--- THE TASK ---
The data follows this line. Copy verbatim the line with "the man in pink" and each line after it to the end.
---------------
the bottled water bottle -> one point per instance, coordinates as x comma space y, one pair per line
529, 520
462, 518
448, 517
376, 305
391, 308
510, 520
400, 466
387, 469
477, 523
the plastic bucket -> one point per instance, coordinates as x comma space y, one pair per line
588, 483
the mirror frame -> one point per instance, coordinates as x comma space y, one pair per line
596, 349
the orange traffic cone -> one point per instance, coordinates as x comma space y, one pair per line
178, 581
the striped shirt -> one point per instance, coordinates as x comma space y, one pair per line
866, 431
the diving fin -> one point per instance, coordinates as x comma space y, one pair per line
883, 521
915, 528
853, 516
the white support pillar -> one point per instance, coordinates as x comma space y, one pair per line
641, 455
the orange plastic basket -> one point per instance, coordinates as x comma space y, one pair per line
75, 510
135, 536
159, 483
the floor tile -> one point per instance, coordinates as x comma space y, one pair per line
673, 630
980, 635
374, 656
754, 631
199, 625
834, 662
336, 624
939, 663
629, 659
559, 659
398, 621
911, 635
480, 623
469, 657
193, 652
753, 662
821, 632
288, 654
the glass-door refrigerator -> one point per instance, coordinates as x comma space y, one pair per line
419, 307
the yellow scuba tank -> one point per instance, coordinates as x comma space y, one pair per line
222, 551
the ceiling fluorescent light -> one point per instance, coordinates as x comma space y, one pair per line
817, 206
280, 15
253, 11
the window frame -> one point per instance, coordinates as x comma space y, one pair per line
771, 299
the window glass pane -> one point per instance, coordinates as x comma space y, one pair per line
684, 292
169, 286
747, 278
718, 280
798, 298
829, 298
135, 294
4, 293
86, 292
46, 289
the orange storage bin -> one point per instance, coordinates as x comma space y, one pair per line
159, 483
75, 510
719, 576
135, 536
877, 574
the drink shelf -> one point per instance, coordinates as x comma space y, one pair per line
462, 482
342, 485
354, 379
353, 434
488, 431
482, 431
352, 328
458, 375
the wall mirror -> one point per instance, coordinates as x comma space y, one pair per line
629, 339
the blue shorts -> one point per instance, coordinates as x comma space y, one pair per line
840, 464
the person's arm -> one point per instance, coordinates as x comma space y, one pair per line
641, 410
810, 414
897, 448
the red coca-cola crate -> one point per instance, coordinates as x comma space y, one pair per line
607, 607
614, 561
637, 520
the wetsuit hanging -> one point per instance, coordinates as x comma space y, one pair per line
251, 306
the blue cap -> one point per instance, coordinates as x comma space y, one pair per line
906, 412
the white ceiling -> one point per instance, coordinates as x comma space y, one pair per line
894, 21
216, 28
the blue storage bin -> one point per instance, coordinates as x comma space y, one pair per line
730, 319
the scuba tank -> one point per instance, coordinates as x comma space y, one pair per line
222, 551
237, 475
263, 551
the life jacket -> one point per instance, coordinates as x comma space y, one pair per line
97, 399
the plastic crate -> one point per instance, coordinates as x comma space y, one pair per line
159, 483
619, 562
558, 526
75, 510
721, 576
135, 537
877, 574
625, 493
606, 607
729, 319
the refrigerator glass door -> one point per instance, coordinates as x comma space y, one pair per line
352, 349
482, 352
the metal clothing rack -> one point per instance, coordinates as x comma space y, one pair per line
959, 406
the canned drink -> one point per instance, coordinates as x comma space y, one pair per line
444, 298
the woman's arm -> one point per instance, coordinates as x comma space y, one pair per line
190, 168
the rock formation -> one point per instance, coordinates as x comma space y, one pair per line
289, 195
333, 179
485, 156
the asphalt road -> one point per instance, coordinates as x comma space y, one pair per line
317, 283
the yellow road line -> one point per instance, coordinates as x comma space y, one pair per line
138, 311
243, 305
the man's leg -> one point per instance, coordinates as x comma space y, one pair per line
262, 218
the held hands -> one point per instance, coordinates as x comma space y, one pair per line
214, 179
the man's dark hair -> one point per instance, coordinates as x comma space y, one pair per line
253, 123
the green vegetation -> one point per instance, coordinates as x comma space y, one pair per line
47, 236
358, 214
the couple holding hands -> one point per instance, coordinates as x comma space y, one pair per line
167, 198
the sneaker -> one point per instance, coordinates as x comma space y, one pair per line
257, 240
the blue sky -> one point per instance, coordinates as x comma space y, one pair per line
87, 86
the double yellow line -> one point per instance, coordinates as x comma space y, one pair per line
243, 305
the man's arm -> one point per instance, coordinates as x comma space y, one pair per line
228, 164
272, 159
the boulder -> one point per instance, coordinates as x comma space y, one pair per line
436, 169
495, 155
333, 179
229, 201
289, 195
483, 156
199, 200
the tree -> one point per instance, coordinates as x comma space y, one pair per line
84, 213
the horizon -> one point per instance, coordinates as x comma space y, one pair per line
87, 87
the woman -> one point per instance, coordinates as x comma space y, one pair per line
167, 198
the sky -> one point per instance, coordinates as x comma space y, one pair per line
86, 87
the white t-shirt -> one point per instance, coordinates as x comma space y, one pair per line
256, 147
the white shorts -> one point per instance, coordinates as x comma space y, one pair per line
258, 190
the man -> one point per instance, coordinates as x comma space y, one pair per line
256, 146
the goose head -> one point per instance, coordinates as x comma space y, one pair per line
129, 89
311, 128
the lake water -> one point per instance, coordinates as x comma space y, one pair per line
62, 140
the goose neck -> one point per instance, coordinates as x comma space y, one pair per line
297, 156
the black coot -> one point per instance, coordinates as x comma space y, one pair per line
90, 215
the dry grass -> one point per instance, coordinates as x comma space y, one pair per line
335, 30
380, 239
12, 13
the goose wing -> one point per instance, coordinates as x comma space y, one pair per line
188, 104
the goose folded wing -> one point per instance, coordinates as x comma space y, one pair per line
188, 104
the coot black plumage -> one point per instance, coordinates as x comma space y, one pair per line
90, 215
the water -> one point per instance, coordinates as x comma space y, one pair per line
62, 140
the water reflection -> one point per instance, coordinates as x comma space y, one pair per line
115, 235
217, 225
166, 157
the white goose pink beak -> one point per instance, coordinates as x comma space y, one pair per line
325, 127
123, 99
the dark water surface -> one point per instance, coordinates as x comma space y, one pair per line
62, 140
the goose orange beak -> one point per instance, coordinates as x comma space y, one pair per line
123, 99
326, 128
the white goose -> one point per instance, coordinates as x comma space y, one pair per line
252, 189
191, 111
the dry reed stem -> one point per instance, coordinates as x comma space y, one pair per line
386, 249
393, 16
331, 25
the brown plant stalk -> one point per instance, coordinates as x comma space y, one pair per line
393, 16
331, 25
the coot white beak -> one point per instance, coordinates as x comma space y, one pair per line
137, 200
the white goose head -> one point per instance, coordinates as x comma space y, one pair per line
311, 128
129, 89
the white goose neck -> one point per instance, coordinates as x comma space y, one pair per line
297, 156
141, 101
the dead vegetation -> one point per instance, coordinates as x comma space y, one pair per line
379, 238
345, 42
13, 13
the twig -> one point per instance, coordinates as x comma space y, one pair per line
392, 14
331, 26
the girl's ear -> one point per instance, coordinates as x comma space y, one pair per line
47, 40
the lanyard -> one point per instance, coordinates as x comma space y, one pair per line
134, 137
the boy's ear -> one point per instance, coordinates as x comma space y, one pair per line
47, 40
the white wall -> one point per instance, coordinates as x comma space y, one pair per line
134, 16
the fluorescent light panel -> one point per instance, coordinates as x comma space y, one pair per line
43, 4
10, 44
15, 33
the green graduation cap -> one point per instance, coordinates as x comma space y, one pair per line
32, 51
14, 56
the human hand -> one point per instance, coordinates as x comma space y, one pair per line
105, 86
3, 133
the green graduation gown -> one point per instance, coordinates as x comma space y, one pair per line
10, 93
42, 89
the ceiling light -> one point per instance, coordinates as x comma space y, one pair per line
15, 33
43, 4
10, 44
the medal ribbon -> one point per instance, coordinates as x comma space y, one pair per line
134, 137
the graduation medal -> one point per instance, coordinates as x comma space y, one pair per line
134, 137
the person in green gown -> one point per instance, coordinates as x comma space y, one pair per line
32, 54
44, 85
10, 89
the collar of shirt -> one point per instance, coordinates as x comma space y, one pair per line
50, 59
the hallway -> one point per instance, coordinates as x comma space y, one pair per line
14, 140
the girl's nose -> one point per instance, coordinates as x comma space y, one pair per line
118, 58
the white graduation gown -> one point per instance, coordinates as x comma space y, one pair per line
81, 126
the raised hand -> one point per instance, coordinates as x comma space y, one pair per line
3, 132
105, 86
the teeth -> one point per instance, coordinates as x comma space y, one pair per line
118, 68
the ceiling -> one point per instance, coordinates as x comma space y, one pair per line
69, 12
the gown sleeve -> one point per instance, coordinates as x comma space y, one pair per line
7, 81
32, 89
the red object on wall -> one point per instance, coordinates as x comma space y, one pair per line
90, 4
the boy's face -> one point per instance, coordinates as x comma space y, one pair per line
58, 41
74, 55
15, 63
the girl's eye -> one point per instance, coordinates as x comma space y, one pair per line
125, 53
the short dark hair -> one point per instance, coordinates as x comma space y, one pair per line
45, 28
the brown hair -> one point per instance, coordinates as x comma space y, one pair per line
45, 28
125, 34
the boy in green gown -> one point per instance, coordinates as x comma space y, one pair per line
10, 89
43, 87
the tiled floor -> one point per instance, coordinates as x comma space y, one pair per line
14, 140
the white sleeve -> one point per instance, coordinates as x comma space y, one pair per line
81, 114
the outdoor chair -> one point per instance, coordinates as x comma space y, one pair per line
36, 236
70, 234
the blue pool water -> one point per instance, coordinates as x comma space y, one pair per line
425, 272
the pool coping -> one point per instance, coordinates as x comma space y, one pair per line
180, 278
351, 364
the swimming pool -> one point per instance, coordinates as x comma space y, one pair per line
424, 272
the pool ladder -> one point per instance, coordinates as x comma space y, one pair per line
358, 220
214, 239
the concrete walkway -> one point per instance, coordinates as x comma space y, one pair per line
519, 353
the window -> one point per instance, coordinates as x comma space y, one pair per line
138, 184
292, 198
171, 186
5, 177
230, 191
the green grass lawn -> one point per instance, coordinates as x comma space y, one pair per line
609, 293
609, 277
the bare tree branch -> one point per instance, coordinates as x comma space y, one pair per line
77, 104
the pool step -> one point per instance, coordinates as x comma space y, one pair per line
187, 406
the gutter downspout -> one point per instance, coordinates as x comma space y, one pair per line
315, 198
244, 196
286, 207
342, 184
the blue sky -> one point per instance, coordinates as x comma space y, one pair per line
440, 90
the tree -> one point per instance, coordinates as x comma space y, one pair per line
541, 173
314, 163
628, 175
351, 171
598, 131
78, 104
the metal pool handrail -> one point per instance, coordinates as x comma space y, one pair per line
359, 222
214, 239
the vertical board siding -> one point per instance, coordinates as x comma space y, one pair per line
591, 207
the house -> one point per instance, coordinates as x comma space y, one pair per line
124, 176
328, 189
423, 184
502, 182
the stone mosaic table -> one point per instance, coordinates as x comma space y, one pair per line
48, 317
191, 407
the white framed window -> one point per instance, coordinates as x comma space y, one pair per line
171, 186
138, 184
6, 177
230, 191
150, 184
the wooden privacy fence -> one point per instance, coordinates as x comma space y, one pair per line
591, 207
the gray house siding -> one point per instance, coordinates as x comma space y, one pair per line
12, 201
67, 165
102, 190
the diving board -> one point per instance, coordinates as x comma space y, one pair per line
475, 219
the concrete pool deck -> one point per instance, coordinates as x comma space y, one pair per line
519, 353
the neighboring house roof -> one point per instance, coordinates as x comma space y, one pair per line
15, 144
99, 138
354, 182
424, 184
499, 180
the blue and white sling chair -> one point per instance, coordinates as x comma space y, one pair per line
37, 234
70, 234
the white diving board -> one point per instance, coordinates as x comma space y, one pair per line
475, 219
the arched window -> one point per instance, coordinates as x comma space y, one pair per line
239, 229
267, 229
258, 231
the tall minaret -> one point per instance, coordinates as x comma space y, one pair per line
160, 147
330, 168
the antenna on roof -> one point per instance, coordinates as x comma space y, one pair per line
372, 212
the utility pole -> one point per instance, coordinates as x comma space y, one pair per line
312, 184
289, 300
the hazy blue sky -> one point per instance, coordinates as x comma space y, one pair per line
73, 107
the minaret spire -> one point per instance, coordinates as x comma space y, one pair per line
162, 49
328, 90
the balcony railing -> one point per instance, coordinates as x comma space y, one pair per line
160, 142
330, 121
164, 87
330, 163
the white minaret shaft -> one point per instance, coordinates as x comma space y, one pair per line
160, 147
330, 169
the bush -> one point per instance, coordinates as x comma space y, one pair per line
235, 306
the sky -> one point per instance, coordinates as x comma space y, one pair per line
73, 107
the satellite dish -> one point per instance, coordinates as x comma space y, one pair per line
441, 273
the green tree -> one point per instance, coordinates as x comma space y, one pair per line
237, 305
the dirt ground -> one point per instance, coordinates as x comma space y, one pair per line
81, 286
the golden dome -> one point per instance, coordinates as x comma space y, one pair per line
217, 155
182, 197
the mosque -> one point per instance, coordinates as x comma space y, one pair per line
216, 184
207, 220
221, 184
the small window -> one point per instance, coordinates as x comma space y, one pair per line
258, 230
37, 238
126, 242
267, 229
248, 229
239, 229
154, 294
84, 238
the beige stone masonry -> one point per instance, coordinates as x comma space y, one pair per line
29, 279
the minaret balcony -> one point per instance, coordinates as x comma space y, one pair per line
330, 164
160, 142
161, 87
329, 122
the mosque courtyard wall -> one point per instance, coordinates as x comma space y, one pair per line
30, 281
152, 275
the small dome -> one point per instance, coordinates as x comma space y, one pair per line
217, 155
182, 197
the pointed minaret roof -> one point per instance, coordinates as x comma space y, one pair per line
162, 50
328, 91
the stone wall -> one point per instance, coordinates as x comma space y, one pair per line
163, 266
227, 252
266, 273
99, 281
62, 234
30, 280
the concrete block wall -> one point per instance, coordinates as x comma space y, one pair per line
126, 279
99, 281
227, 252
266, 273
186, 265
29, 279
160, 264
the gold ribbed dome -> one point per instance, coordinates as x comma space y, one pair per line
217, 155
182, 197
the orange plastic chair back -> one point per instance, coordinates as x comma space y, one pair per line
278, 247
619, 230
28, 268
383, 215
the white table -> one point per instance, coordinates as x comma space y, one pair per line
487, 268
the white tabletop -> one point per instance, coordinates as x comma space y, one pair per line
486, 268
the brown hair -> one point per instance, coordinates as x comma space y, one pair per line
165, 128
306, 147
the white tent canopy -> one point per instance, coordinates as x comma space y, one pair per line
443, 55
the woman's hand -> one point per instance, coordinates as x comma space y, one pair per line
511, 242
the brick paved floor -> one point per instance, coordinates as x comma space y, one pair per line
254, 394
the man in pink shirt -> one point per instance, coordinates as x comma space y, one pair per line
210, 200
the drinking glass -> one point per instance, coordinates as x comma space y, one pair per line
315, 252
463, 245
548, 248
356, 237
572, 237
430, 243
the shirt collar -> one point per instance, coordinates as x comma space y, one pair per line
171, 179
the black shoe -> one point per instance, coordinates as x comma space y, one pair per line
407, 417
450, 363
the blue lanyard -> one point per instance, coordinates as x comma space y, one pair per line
---------------
--- RESPONSE TO THIS EXERCISE ---
the man in pink shirt -> one point per instance, coordinates as x comma space y, one pair per line
210, 200
the drinking glass -> one point per instance, coordinates as x comma space y, one pair per line
315, 252
463, 245
548, 248
356, 237
572, 237
430, 243
the shirt collar -> one point per instance, coordinates as x comma space y, one pair per line
171, 179
the black shoe -> one point per instance, coordinates as x comma space y, one pair per line
407, 417
450, 363
the blue lanyard -> one point per instance, coordinates as x comma space y, one pair per line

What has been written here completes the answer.